PA 4: Military Spending

Author

The names of your group members go here!

library(readxl) 
library(tidyverse)

Today you will be tidying messy data to explore the relationship between countries of the world and military spending. You can find the gov_spending_per_capita.xlsx data included in the data folder.

This task is complex. It requires many different types of abilities. Everyone will be good at some of these abilities but nobody will be good at all of them. In order to produce the best product possible, you will need to use the skills of each member of your group.

Data Description

We will be using data from the Stockholm International Peace Research Institute (SIPRI). The SIPRI Military Expenditure Database is an open source data set containing time series on the military spending of countries from 1949–2019. The database is updated annually, which may include updates to data from previous years.

Military expenditure is presented in many ways:

in local currency and in US $ (both from 2018 and current);
in terms of financial years and calendar years;
as a share of GDP and per capita.

The availability of data varies considerably by country, but we note that data is available from at least the late 1950s for a majority of countries that were independent at the time. Estimates for regional military expenditure have been extended backwards depending on availability of data, but no estimates for total world military expenditure are available before 1988 due to the lack of data from the Soviet Union.

SIPRI military expenditure data is based on open sources only.

Data Import

First, you should notice that there are ten different sheets included in the dataset. We are interested in the sheet labeled “Share of Govt. spending”, which contains information about the share of all government spending that is allocated to the military.

Next, you’ll notice that there are notes about the data in the first six rows. Ugh! Also notice that the last six rows are footnotes about the data. Ugh!

Rather than copying this one sheet into a new Excel file and deleting the first and last few rows, let’s learn something new about the read_xlsx() function!

The read_xlsx() function has several useful arguments:

sheet: specify the name of the sheet that you want to use. The name must be passed in as a string (in quotations)!
skip: specify the number of rows you want to skip before reading in the data.
n_max: specify the maximum number of rows of data to read in.
########
#### To-do list:
**A.** Which arguments of the read_xlsx() function does the military spending page list?
**B.** Update the military spending page from "The availability of" through "the data. Ugh!", swapping "Soviet Union" for "USSR".
Rely solely on the military spending page above.

#### Data extract:
########
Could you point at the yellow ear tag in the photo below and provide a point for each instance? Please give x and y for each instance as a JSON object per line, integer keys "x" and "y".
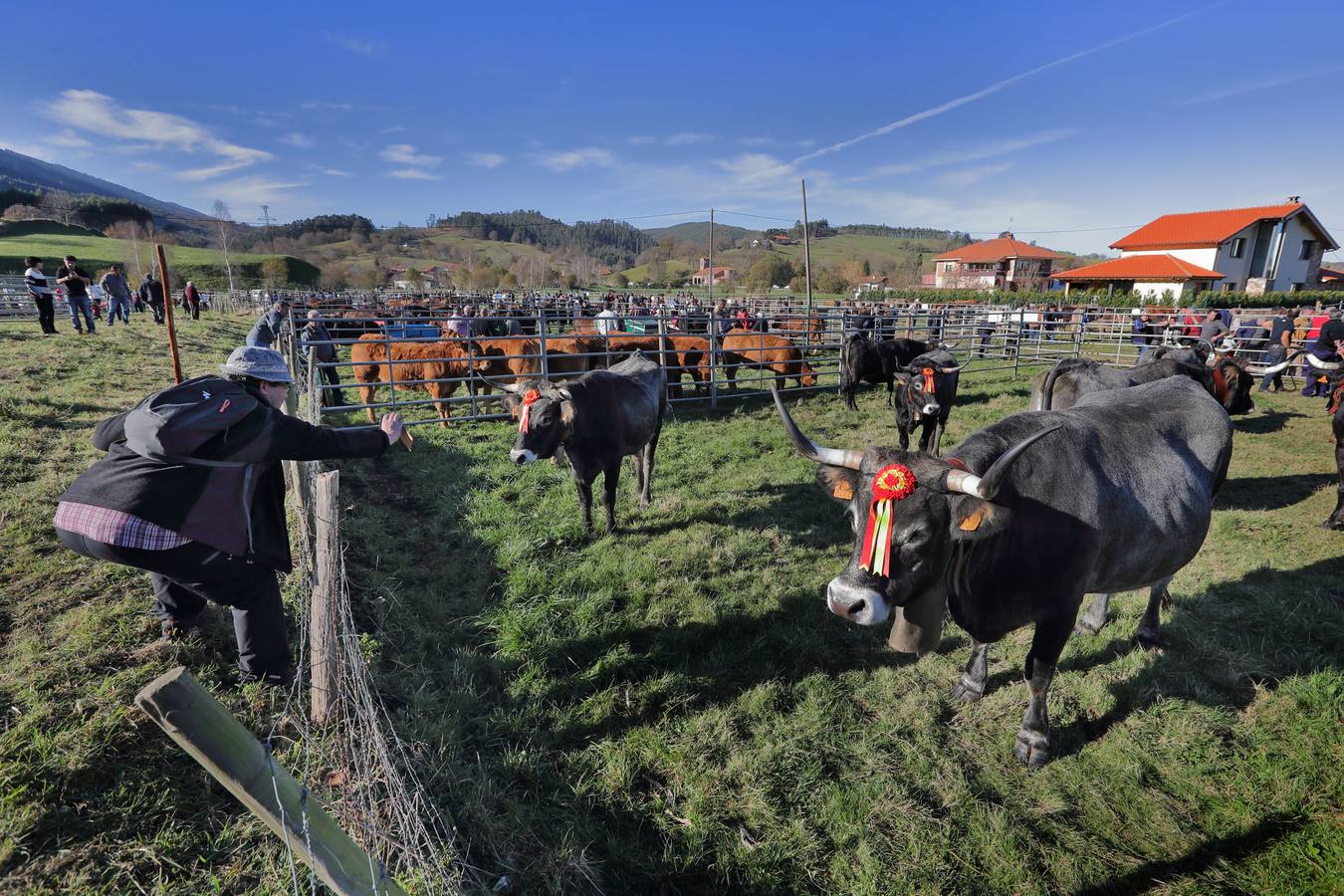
{"x": 974, "y": 522}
########
#### Solutions per task:
**A.** sheet, skip, n_max

**B.**
The availability of data varies considerably by country, but we note that data is available from at least the late 1950s for a majority of countries that were independent at the time. Estimates for regional military expenditure have been extended backwards depending on availability of data, but no estimates for total world military expenditure are available before 1988 due to the lack of data from the USSR.

SIPRI military expenditure data is based on open sources only.

Data Import

First, you should notice that there are ten different sheets included in the dataset. We are interested in the sheet labeled “Share of Govt. spending”, which contains information about the share of all government spending that is allocated to the military.

Next, you’ll notice that there are notes about the data in the first six rows. Ugh! Also notice that the last six rows are footnotes about the data. Ugh!